■ Tarefas a realizar
#1 Por favor, reescreva em forma de lista o parágrafo do texto sobre a bacia do Juruena que começa com "Além das diferentes etapas de implementação", mantendo os fatos principais.
#2 Liste todas as categorias de empreendimento hidrelétrico citadas no texto sobre a bacia do Juruena.
#3 Transcreva o texto sobre a bacia do Juruena desde "Devido à capacidade" até "ressalta o boletim.".

■ Trecho da página
P U B L I C I D A D E

A bacia hidrográfica do rio Juruena, localizada no noroeste de Mato Grosso, é a mais extensa do estado, drenando cerca de 19 milhões de hectares em uma área que abrange 29 municípios. A bacia ainda concentra 23 territórios de mais de uma dezena de povos indígenas. A abundância de água tem atraído o setor hidrelétrico, cujos empreendimentos têm se multiplicado na região. De acordo com o boletim de monitoramento de pressões e ameaças às terras indígenas na Bacia do rio Juruena, produzido pela Operação Amazônia Nativa (OPAN), são 179 usinas hidrelétricas projetadas para a região, o que representa um aumento de 39,8% em comparação aos dados de 2019, quando foram levantados 128 empreendimentos.

Em menos de cinco anos, foram acrescidos 51 projetos, uma média de mais de dez novos empreendimentos por ano. As hidrelétricas têm afetado a dinâmica interna de povos indígenas. Os Enawenê-Nawê já não têm peixes suficientes para a alimentação e a prática de rituais. E o tutãra, molusco utilizado na confecção de um elemento central da organização social Rikbaktsa, corre risco de extinção. “O avanço do setor hidrelétrico representa uma ameaça à soberania alimentar e à reprodução cultural dos povos da bacia”, avalia Cristian Felipe Rodrigues Pereira, geógrafo e autor do relatório.

Desses 179 projetos inventariados, 20% estão em operação, 10% em construção e os outros 70% se encontram em fase de planejamento. Nesse sentido, levando em consideração que a maioria não saiu do papel, ainda é possível tomar providências para evitar o pior. “O cenário se mantém propício a esforços das comunidades tradicionais e de povos indígenas pleitearem melhores condições de participação na tomada de decisões sobre o desenvolvimento energético na bacia do Juruena”, destaca o documento.

Além das diferentes etapas de implementação, os projetos também se diferenciam pela capacidade energética. As Centrais Geradoras Hidrelétricas (CGHs) respondem por 46% dos empreendimentos (82), as Pequenas Centrais Hidrelétricas correspondem a 40% (72) e as Usinas Hidrelétricas (UHE) somam 14% (25). Vale pontuar que as CGHs se caracterizam por uma potência de até 5 megawatts (MW), enquanto as PCHs podem chegar até 30 MW e as UHEs operam com potência acima de 30 MW.

Devido à capacidade reduzida em relação aos outros modais hidrelétricos, as CGHs enfrentam processos menos criteriosos para conseguirem as devidas licenças ambientais (prévia, de instalação e de operação), o que tem contribuído para um expressivo e constante aumento. De 2019 a maio de 2023, as CGHs saltaram de 42 para 82 empreendimentos, um aumento de 95% impulsionado pela facilidade e celeridade em adquirirem as licenças legais.

“Ao contrário das PCHs e das UHEs, as CGHs estão isentas de análises por parte da Agência Nacional de Energia Elétrica (Aneel). É crucial manter o alerta sobre a correlação direta que existe entre o aumento do número de CGHs e a flexibilização da legislação ambiental para esse tipo de empreendimento”, ressalta o boletim.

■ Dados extraídos

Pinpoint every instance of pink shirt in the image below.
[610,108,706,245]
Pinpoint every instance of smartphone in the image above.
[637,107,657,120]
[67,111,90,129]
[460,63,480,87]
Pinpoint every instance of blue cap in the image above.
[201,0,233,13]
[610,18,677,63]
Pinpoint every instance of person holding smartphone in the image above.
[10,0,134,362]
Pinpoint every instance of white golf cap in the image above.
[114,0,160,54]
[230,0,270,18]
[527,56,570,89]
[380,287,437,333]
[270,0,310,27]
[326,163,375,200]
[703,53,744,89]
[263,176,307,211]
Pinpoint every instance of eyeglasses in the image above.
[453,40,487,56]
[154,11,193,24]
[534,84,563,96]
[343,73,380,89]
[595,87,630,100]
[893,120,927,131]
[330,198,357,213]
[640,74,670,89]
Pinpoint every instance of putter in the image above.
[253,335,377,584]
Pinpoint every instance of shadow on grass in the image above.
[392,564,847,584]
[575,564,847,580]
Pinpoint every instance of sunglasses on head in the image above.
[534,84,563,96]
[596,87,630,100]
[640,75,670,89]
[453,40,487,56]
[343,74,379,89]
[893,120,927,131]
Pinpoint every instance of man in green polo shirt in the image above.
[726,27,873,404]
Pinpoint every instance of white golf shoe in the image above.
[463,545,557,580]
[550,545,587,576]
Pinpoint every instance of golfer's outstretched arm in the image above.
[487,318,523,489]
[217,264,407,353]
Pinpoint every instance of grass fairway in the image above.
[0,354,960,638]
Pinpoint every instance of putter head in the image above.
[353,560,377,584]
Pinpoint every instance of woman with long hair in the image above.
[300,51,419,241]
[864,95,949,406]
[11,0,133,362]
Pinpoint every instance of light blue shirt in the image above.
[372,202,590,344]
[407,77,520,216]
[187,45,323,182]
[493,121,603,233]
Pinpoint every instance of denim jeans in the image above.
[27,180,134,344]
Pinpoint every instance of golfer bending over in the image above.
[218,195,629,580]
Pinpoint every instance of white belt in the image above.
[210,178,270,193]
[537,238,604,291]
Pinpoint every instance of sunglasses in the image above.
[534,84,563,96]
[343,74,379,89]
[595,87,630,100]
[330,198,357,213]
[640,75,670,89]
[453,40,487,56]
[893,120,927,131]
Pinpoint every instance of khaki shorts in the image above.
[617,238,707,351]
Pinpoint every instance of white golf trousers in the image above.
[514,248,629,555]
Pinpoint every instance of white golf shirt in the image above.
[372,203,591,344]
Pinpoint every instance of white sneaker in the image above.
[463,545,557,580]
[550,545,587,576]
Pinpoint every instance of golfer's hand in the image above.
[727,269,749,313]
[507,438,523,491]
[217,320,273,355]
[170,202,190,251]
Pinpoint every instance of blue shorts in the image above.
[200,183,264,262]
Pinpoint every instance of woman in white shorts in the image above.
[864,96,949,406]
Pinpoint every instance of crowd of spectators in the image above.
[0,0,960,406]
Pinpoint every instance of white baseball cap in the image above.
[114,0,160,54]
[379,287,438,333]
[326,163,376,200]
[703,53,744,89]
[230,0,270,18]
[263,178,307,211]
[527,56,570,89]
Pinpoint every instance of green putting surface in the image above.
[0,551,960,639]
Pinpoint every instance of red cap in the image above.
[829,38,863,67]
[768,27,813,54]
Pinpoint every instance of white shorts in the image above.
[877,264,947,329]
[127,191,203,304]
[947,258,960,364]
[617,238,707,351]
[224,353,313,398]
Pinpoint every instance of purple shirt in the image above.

■ Respostas por tarefa
#1
- Além da etapa de implementação, os projetos diferem pela capacidade energética.
- Centrais Geradoras Hidrelétricas (CGHs): 46% dos empreendimentos (82), com potência de até 5 MW.
- Pequenas Centrais Hidrelétricas (PCHs): 40% (72), com potência de até 30 MW.
- Usinas Hidrelétricas (UHEs): 14% (25), com potência acima de 30 MW.

#2
- Centrais Geradoras Hidrelétricas (CGHs)
- Pequenas Centrais Hidrelétricas (PCHs)
- Usinas Hidrelétricas (UHEs)

#3
Devido à capacidade reduzida em relação aos outros modais hidrelétricos, as CGHs enfrentam processos menos criteriosos para conseguirem as devidas licenças ambientais (prévia, de instalação e de operação), o que tem contribuído para um expressivo e constante aumento. De 2019 a maio de 2023, as CGHs saltaram de 42 para 82 empreendimentos, um aumento de 95% impulsionado pela facilidade e celeridade em adquirirem as licenças legais.

“Ao contrário das PCHs e das UHEs, as CGHs estão isentas de análises por parte da Agência Nacional de Energia Elétrica (Aneel). É crucial manter o alerta sobre a correlação direta que existe entre o aumento do número de CGHs e a flexibilização da legislação ambiental para esse tipo de empreendimento”, ressalta o boletim.